━━ Given data

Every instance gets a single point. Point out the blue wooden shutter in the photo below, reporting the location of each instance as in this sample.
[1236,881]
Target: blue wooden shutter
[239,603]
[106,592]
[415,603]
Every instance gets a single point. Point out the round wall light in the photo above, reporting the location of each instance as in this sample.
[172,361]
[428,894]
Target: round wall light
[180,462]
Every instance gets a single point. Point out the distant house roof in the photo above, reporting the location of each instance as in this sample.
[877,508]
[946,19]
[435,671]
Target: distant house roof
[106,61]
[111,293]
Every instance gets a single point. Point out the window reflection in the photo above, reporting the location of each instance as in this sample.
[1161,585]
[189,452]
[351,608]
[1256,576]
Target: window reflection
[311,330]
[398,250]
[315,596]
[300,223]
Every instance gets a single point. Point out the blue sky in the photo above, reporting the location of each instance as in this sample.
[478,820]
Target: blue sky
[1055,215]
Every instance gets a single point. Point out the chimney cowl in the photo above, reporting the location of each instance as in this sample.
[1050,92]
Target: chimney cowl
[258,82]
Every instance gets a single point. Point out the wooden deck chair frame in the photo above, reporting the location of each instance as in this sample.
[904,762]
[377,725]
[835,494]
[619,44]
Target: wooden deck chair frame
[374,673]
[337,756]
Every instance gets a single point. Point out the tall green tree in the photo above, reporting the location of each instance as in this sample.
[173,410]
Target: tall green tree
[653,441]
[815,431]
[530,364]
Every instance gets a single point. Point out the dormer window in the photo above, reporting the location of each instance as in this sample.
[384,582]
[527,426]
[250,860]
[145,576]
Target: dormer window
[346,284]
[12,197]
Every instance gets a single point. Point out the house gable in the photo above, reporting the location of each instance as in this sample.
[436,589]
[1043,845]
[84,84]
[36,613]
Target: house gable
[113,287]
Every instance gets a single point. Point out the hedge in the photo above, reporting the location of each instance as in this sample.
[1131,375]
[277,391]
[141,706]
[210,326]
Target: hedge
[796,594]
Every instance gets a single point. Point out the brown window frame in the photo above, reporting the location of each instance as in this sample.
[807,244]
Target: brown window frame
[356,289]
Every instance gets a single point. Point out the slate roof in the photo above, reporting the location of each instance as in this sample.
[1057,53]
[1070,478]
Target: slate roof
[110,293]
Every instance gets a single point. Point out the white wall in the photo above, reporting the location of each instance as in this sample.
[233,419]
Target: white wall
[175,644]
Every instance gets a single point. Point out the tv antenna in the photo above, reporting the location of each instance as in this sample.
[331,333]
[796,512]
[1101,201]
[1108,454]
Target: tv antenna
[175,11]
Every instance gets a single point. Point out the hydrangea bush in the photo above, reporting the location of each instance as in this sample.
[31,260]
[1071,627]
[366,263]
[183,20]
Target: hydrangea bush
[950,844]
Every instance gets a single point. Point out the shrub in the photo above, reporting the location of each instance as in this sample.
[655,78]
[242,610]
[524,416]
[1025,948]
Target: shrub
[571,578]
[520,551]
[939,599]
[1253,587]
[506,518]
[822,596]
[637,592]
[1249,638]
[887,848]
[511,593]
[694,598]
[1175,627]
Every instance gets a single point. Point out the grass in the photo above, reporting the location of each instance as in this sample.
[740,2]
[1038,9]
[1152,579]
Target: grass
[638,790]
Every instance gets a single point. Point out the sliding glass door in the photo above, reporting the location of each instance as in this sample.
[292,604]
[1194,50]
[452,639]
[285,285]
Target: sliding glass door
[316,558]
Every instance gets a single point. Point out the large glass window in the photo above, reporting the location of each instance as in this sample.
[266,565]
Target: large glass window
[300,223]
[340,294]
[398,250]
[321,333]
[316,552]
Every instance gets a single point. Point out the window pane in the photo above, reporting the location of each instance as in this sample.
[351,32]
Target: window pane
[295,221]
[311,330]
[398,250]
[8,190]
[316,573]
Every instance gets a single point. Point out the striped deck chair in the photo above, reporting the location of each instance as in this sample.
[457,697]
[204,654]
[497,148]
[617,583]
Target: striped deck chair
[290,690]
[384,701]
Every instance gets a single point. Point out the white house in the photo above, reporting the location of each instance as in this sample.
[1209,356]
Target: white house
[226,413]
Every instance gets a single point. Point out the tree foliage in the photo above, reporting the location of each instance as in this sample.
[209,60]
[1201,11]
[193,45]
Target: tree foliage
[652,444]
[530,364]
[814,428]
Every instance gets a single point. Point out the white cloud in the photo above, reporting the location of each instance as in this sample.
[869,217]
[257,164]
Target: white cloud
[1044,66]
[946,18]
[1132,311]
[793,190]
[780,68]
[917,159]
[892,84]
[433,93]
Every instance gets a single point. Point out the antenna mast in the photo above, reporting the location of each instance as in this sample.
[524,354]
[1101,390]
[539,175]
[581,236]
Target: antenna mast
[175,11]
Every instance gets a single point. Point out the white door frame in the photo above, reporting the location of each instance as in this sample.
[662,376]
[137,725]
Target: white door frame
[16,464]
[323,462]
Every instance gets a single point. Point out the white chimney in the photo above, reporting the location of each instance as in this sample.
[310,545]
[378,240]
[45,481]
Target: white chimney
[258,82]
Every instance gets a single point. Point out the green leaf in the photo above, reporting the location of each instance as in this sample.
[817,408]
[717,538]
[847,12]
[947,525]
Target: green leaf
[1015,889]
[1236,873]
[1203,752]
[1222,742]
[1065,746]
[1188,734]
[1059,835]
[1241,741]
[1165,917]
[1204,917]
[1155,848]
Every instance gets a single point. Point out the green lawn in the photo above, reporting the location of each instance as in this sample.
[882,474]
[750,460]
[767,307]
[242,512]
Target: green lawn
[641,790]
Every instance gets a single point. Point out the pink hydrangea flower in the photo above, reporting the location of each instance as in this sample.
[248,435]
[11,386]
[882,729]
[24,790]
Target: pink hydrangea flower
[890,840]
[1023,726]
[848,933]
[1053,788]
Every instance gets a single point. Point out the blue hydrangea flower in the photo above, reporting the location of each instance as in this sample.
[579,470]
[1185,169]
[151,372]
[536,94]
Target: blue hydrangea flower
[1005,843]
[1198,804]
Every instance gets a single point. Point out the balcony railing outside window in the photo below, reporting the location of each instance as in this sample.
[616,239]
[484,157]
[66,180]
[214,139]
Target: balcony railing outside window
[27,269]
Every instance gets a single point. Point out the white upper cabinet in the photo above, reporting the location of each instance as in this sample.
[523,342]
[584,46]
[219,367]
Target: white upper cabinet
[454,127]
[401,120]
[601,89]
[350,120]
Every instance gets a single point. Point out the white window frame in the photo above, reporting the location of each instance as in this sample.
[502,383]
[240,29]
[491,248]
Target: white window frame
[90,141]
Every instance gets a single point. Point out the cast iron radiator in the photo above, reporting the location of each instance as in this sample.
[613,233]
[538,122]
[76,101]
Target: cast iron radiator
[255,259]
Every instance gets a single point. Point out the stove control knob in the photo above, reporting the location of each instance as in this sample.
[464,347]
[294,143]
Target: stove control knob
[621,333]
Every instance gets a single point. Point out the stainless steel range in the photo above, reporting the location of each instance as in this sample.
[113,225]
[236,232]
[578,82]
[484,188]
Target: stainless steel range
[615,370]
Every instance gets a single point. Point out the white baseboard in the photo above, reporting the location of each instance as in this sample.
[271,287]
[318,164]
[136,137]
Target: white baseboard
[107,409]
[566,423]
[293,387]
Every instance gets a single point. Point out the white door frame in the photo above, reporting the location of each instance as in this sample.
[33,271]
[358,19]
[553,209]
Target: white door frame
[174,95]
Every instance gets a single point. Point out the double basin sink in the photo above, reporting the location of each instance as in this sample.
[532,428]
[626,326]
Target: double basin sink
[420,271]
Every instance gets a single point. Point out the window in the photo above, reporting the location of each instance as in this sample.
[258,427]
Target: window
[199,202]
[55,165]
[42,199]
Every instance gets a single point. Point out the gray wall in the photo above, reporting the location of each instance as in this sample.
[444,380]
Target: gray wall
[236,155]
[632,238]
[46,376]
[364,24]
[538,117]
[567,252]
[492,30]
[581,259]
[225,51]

━━━━

Using the listing above, gather each line that holds the string "below" and copy it.

- [Written answer]
Every instance gets a single point. Point out the blue wooden shutter in the photo below, reporting the location of each instance as in this sample.
Every instance gets a single point. Point out the balcony railing outside window in the photo below, reporting the location of each instance as in this sample.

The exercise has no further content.